* _Information provided_
────────
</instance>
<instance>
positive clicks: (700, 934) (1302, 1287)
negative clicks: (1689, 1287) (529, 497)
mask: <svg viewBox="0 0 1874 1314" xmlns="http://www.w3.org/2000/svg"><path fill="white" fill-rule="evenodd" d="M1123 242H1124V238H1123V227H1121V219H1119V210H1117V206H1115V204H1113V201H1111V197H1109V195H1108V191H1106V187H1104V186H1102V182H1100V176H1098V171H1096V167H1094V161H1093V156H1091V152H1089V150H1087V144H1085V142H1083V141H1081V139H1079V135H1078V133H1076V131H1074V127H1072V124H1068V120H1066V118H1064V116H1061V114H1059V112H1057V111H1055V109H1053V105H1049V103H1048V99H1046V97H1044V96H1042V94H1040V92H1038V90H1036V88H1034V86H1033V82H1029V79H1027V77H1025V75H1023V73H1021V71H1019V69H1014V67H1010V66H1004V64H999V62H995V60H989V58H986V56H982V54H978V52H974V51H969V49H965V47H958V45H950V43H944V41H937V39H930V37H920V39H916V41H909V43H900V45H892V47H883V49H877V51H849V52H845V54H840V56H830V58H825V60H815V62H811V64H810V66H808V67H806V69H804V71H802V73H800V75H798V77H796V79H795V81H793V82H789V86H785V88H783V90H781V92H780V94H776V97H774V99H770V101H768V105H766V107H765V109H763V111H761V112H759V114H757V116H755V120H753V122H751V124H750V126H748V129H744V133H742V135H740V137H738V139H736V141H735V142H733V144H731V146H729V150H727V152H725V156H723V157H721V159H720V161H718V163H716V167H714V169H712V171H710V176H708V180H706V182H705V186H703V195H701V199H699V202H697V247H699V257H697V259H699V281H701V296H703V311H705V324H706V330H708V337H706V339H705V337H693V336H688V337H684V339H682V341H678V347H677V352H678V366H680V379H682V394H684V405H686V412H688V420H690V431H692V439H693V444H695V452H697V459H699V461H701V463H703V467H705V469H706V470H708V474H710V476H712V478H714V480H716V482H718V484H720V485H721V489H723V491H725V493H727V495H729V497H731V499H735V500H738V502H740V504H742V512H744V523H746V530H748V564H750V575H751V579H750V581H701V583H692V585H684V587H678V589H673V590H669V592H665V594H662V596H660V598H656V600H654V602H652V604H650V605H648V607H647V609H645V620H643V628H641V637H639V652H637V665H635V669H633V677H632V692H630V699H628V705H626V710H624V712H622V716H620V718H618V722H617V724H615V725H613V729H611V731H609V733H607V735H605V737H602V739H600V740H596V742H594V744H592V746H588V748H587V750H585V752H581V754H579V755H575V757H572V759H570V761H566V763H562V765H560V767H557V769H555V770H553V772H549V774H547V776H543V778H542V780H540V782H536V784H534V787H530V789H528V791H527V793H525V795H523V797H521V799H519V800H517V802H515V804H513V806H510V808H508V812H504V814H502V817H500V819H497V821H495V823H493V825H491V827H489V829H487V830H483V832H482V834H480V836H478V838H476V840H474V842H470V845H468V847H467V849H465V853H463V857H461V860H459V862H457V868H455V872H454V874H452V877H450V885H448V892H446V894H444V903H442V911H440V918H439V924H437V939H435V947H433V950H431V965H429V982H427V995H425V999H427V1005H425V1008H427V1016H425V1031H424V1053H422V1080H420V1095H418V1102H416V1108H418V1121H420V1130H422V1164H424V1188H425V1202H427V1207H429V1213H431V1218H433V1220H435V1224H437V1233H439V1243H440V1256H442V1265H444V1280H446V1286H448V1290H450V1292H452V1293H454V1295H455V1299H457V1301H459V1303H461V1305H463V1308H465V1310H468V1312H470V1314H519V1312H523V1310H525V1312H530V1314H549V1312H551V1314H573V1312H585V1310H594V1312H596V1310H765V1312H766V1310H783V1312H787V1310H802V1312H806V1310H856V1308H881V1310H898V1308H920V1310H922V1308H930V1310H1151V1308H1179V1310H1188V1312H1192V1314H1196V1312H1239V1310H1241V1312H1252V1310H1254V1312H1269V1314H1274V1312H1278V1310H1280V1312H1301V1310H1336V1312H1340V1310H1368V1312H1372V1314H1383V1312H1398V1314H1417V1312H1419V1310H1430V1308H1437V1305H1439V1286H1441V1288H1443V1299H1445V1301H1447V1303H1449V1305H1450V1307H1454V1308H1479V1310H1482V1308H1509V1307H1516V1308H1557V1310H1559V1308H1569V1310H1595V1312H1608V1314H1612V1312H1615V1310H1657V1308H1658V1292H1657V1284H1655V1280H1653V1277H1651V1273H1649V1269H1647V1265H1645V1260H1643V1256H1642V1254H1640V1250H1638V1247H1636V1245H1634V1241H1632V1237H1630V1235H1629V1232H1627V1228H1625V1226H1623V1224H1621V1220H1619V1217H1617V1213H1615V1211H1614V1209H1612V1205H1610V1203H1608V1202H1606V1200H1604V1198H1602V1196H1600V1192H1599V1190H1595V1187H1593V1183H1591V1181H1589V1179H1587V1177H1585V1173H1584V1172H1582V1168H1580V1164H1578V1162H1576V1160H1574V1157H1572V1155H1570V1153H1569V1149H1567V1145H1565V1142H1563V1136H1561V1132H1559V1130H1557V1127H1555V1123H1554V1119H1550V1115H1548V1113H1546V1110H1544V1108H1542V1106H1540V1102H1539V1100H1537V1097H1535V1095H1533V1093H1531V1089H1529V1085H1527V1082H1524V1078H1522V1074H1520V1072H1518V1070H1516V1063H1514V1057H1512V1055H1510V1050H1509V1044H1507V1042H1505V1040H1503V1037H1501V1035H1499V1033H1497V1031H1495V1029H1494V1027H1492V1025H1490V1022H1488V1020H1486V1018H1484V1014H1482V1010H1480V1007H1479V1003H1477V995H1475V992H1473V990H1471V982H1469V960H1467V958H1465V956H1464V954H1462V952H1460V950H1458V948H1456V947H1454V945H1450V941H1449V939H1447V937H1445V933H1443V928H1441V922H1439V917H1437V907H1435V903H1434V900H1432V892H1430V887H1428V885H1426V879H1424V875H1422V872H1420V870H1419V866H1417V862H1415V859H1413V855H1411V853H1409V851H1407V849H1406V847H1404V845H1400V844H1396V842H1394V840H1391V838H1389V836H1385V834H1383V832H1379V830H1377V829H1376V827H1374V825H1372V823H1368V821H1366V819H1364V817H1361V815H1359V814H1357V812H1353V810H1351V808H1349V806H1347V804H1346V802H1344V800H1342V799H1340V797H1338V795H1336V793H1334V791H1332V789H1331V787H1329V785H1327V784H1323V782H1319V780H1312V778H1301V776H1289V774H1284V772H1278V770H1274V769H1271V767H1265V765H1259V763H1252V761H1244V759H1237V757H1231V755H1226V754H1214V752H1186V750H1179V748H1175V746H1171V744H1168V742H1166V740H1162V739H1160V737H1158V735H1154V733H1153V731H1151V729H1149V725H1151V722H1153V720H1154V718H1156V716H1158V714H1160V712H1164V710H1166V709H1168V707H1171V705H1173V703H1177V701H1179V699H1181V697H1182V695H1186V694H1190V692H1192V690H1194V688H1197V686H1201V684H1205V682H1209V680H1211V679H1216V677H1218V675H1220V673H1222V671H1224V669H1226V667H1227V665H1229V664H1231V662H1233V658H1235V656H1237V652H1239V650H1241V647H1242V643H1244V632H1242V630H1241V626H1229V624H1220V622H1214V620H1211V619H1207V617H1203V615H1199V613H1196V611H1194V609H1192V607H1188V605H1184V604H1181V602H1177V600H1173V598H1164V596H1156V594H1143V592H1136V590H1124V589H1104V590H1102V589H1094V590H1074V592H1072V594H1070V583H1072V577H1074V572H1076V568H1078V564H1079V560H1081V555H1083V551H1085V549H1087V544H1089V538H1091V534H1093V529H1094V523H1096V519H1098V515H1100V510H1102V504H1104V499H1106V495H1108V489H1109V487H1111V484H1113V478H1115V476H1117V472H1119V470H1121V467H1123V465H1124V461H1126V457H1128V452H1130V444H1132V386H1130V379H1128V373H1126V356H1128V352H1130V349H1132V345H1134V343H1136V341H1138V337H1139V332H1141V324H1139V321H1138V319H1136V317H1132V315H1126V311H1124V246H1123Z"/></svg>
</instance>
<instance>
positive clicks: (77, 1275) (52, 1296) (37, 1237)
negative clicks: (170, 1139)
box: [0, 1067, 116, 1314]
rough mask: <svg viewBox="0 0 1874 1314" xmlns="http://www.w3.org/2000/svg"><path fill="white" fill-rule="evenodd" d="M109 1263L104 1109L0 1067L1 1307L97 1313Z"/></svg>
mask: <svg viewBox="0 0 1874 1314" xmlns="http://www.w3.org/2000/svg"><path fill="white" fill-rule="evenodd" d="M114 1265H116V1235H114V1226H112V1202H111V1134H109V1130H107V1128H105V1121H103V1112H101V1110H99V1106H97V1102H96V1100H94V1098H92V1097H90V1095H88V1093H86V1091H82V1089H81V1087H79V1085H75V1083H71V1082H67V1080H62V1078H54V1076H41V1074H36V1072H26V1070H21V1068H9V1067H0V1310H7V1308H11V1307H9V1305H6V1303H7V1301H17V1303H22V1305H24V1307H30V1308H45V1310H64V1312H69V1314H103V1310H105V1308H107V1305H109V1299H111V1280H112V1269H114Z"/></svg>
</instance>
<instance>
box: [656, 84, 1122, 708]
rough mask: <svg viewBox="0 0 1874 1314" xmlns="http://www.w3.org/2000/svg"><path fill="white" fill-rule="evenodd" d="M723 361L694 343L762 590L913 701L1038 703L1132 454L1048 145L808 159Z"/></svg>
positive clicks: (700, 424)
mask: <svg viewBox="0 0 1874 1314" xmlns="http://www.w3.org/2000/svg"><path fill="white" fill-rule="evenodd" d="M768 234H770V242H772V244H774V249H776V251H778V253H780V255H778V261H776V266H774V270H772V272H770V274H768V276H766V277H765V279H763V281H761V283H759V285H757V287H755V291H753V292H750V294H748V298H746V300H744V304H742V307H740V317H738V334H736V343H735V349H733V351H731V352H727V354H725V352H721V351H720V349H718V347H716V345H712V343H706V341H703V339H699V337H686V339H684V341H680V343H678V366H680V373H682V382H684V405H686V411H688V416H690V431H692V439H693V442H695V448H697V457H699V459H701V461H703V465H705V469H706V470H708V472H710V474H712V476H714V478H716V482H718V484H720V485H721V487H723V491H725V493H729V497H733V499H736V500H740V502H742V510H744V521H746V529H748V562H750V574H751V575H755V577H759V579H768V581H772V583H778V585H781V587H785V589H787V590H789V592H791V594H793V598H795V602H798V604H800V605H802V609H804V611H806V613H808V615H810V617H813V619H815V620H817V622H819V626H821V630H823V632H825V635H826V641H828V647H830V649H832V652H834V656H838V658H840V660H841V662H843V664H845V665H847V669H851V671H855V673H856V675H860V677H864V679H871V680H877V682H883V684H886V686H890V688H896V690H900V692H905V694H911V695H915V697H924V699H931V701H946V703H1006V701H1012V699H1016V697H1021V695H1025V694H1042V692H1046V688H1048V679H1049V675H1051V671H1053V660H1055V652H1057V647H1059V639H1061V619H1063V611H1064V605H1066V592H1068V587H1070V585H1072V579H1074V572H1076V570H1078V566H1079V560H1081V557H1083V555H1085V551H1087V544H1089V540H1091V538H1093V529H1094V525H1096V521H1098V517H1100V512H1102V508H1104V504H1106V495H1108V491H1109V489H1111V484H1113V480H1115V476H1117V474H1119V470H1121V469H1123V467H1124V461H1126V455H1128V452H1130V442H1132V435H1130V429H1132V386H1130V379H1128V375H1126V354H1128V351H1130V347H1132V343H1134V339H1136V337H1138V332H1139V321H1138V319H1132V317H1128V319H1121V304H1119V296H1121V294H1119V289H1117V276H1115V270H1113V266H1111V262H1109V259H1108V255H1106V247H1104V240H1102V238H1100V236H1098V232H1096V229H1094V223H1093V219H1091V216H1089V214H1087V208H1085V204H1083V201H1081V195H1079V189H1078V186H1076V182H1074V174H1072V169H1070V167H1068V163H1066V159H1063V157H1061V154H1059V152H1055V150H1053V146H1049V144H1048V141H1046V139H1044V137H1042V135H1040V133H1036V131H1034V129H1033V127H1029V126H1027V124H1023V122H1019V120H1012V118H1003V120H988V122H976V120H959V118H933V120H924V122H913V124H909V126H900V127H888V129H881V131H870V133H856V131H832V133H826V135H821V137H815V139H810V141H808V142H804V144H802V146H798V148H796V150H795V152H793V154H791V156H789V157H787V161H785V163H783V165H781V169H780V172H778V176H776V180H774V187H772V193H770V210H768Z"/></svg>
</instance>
────────
* _Task instructions_
Copy out, without any change, the lines above, starting at the first of them and ending at the line that contains "negative clicks: (1689, 1287) (529, 497)".

* _Exercise output_
</instance>
<instance>
positive clicks: (700, 934) (1302, 1287)
negative clicks: (1689, 1287) (529, 497)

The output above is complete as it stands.